**THE PROBLEM:**
Rewrite every line of the records below as a Markdown table with the columns "Row" and "Line", numbering each row and skipping blank lines. Leave the pictures out of the answer.

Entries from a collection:
↓↓↓

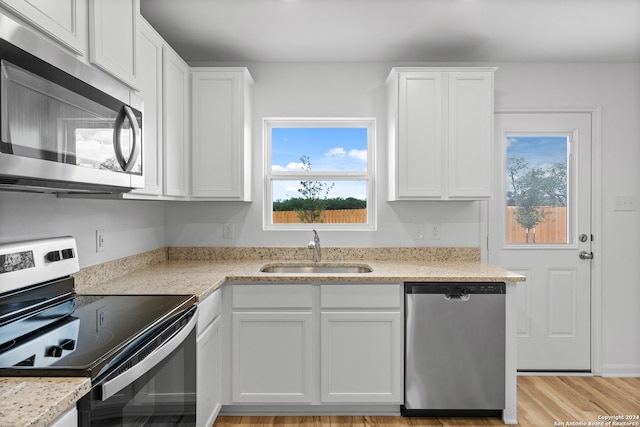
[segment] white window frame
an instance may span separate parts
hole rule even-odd
[[[367,129],[367,170],[366,171],[272,171],[273,128],[366,128]],[[280,118],[263,119],[263,170],[264,170],[264,230],[350,230],[364,231],[376,229],[376,191],[375,191],[375,118]],[[331,180],[331,181],[366,181],[367,182],[367,222],[358,224],[274,224],[273,223],[273,181],[281,180]]]

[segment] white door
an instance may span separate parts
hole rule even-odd
[[[518,284],[518,370],[591,369],[591,115],[495,115],[488,261]]]

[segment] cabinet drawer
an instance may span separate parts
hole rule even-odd
[[[325,285],[320,287],[322,308],[400,308],[400,284]]]
[[[198,304],[198,335],[200,335],[222,313],[222,292],[220,289]]]
[[[233,308],[311,308],[311,285],[233,285]]]

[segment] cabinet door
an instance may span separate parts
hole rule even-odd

↑↑↑

**COMPLETE RESPONSE:**
| Row | Line |
|---|---|
| 1 | [segment] white window frame |
| 2 | an instance may span separate parts |
| 3 | hole rule even-odd |
| 4 | [[[367,129],[367,170],[366,171],[272,171],[273,128],[366,128]],[[280,118],[263,119],[263,170],[264,170],[264,230],[350,230],[364,231],[376,229],[376,191],[375,191],[375,118]],[[331,180],[331,181],[366,181],[367,182],[367,222],[358,224],[274,224],[273,223],[273,181],[281,180]]] |
| 5 | [segment] white door |
| 6 | an instance may span separate parts |
| 7 | hole rule even-odd |
| 8 | [[[518,284],[518,370],[591,369],[591,115],[495,115],[488,261]]] |
| 9 | [segment] cabinet drawer |
| 10 | an instance may span separate parts |
| 11 | hole rule even-odd |
| 12 | [[[325,285],[320,287],[322,308],[400,308],[400,284]]] |
| 13 | [[[198,304],[198,335],[200,335],[222,313],[222,292],[220,289]]] |
| 14 | [[[233,308],[311,308],[311,285],[233,285]]] |
| 15 | [segment] cabinet door |
| 16 | an instance may span separate parts |
| 17 | hole rule even-odd |